====== Passage provided

For the dual WAN links, I won’t go into much detail, but you’ll want to ask your ISP for a second internet connection. Some providers offer a cheap link that they only charge you for once you start flowing data over it (sometimes called a Shadow link). This is perfect as you can flow all your traffic through your primary internet connection, then on failure of it, you’ll move your traffic through the secondary. If you wanted complete redundancy, you could apply for a domain independent subnet (has to be a class C to advertise on world BGP tables) and your own ASN. This will let you use two different internet service providers.
In my case, I’m creating a redundant connection using the same ISP, so I’ve asked for a private ASN to be allocated (see http://en.wikipedia.org/wiki/Autonomous_System_(Internet) ).
For a small network such as ours (especially using the small base level SRX’s) you’ll want to ask your provider to advertise only the default route to you. In turn, you’ll advertise your network’s address space on both connections. On the event that a link dies, the BGP peer on the other end no longer receives updates from you and will no longer attempt to route to it.

============
====== Task data

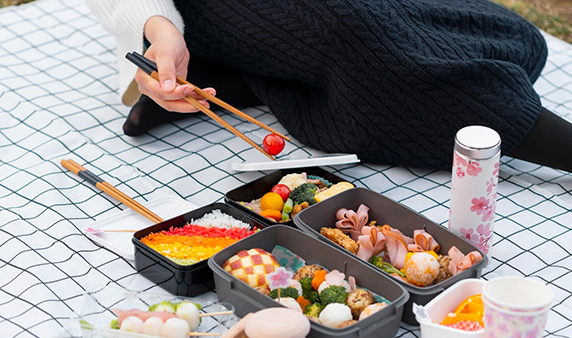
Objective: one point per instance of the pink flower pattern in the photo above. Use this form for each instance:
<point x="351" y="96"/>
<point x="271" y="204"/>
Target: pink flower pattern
<point x="484" y="206"/>
<point x="473" y="168"/>
<point x="469" y="235"/>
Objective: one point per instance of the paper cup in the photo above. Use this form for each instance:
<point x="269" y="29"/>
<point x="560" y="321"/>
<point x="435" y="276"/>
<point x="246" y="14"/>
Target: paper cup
<point x="516" y="307"/>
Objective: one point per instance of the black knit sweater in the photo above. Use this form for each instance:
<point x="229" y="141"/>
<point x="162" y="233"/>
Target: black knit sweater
<point x="389" y="80"/>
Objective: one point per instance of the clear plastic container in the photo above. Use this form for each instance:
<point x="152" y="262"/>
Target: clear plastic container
<point x="442" y="305"/>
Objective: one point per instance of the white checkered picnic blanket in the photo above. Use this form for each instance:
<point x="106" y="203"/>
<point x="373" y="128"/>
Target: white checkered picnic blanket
<point x="58" y="99"/>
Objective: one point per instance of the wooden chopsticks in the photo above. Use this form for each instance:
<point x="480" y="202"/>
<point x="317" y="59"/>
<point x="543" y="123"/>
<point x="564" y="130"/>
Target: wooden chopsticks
<point x="150" y="68"/>
<point x="110" y="190"/>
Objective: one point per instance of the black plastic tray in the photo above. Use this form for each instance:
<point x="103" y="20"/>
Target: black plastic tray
<point x="181" y="280"/>
<point x="385" y="211"/>
<point x="384" y="323"/>
<point x="259" y="187"/>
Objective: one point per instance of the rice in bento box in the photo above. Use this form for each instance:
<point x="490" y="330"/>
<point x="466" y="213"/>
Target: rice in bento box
<point x="199" y="239"/>
<point x="219" y="220"/>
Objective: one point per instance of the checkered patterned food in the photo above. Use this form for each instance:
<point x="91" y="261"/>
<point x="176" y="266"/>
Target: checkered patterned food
<point x="251" y="266"/>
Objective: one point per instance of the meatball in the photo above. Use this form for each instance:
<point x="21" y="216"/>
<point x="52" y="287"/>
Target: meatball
<point x="444" y="272"/>
<point x="346" y="323"/>
<point x="307" y="271"/>
<point x="358" y="300"/>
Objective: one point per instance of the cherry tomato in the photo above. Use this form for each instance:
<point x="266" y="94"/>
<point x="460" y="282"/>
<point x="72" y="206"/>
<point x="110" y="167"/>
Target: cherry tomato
<point x="282" y="190"/>
<point x="273" y="144"/>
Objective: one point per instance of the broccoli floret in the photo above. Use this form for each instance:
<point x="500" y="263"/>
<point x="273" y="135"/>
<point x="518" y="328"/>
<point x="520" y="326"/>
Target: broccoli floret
<point x="311" y="295"/>
<point x="306" y="283"/>
<point x="384" y="266"/>
<point x="313" y="310"/>
<point x="334" y="294"/>
<point x="304" y="193"/>
<point x="287" y="292"/>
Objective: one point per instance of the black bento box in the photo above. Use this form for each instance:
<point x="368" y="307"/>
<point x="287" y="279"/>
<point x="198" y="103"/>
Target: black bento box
<point x="181" y="280"/>
<point x="385" y="211"/>
<point x="257" y="188"/>
<point x="384" y="323"/>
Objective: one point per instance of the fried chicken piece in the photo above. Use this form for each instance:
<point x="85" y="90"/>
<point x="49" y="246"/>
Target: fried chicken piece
<point x="444" y="272"/>
<point x="307" y="271"/>
<point x="297" y="208"/>
<point x="343" y="240"/>
<point x="358" y="300"/>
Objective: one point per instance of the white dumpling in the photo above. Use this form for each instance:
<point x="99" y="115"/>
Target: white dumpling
<point x="189" y="312"/>
<point x="131" y="324"/>
<point x="175" y="328"/>
<point x="152" y="326"/>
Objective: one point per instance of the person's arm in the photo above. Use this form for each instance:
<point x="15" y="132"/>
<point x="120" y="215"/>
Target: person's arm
<point x="125" y="20"/>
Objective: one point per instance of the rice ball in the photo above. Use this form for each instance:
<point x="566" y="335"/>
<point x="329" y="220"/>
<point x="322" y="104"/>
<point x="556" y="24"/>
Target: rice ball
<point x="290" y="303"/>
<point x="371" y="309"/>
<point x="175" y="328"/>
<point x="335" y="314"/>
<point x="152" y="326"/>
<point x="422" y="268"/>
<point x="131" y="324"/>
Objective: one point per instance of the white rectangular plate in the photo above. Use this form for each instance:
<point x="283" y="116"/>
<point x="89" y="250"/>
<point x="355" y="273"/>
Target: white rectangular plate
<point x="120" y="242"/>
<point x="316" y="161"/>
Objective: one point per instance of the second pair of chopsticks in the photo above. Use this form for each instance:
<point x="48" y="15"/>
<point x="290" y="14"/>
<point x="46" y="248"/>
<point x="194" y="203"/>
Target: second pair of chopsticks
<point x="150" y="68"/>
<point x="112" y="191"/>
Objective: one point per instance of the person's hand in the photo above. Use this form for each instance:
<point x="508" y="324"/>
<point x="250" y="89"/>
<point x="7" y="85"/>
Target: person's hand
<point x="169" y="51"/>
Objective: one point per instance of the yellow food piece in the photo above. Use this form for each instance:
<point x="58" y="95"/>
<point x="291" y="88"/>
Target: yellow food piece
<point x="470" y="309"/>
<point x="271" y="213"/>
<point x="271" y="200"/>
<point x="331" y="191"/>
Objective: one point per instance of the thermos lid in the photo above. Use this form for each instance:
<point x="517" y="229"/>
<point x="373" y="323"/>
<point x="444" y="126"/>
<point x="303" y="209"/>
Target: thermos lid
<point x="477" y="142"/>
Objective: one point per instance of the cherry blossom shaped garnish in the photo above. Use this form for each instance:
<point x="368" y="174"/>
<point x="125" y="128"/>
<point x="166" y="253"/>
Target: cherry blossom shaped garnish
<point x="279" y="278"/>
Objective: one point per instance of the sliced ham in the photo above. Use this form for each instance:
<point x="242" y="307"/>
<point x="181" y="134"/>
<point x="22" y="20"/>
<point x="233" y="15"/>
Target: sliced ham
<point x="371" y="243"/>
<point x="460" y="262"/>
<point x="351" y="222"/>
<point x="425" y="241"/>
<point x="143" y="315"/>
<point x="396" y="246"/>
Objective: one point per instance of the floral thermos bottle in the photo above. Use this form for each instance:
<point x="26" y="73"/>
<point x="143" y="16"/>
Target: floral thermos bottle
<point x="474" y="183"/>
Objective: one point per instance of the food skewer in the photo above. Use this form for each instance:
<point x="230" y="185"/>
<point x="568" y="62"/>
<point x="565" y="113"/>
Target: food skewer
<point x="97" y="232"/>
<point x="110" y="190"/>
<point x="150" y="68"/>
<point x="210" y="314"/>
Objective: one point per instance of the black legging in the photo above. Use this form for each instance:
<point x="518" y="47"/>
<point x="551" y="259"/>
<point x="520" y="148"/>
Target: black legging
<point x="549" y="142"/>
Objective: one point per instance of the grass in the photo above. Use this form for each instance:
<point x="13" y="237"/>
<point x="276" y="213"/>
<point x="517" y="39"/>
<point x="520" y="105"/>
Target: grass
<point x="553" y="16"/>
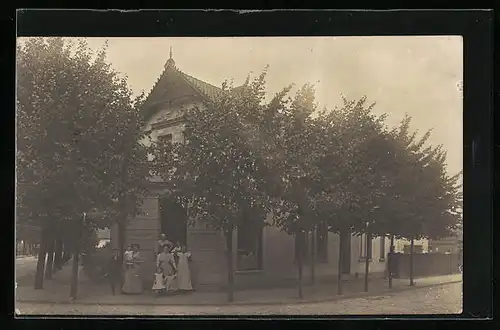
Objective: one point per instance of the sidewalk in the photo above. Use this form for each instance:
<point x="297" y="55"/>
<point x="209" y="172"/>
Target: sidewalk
<point x="57" y="291"/>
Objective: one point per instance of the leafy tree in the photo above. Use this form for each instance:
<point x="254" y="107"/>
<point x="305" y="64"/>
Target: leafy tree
<point x="350" y="164"/>
<point x="77" y="133"/>
<point x="430" y="197"/>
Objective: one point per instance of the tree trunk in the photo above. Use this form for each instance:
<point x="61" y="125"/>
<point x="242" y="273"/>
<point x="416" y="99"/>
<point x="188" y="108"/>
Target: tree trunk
<point x="341" y="263"/>
<point x="40" y="264"/>
<point x="121" y="247"/>
<point x="412" y="283"/>
<point x="230" y="268"/>
<point x="76" y="260"/>
<point x="58" y="254"/>
<point x="50" y="258"/>
<point x="300" y="245"/>
<point x="367" y="259"/>
<point x="390" y="261"/>
<point x="313" y="256"/>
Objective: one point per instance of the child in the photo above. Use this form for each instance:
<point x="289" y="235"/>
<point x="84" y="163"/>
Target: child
<point x="159" y="283"/>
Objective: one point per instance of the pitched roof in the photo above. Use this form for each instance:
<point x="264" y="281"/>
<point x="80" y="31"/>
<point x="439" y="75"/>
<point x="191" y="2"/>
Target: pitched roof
<point x="156" y="95"/>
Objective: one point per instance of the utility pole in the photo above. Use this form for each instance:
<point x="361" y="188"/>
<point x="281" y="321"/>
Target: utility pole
<point x="390" y="261"/>
<point x="367" y="257"/>
<point x="76" y="257"/>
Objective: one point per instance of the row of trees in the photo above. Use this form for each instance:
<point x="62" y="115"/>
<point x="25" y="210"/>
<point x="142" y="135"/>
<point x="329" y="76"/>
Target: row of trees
<point x="243" y="158"/>
<point x="340" y="168"/>
<point x="77" y="149"/>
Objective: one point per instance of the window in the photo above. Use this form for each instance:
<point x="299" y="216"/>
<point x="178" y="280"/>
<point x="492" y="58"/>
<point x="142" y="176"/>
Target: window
<point x="305" y="246"/>
<point x="365" y="244"/>
<point x="249" y="246"/>
<point x="322" y="243"/>
<point x="416" y="248"/>
<point x="167" y="138"/>
<point x="382" y="248"/>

============

## Written tasks
1. Reproduce the entries word for word, everything from the line containing "Objective: one point per instance of the row" down through the last line of the entries.
2. Continue the passage on setting up redundant internet links with BGP from the point where it stops.

## Responses by task
1.
Objective: one point per instance of the row of trees in the photo above. Use this form for each instance:
<point x="62" y="115"/>
<point x="25" y="210"/>
<point x="142" y="135"/>
<point x="329" y="76"/>
Target: row of trees
<point x="243" y="158"/>
<point x="340" y="168"/>
<point x="77" y="149"/>
Objective: one point per instance of the window in the photo above. Use this form for each instance:
<point x="299" y="216"/>
<point x="178" y="280"/>
<point x="492" y="58"/>
<point x="142" y="176"/>
Target: window
<point x="305" y="246"/>
<point x="365" y="244"/>
<point x="249" y="246"/>
<point x="322" y="243"/>
<point x="416" y="248"/>
<point x="167" y="138"/>
<point x="382" y="248"/>

2.
The following configuration extract shows how we’d configure out SRX firewall’s to peer with our ISP’s routers. Things of note is that our primary link (the one on the left) has a lower metric-out then the shadow link, meaning a lower MED attribute is sent to our ISP and thus inbound traffic will, by preference use the main connection. The preference values under neighbor will determine the preference we will send traffic under that connection for outbound traffic.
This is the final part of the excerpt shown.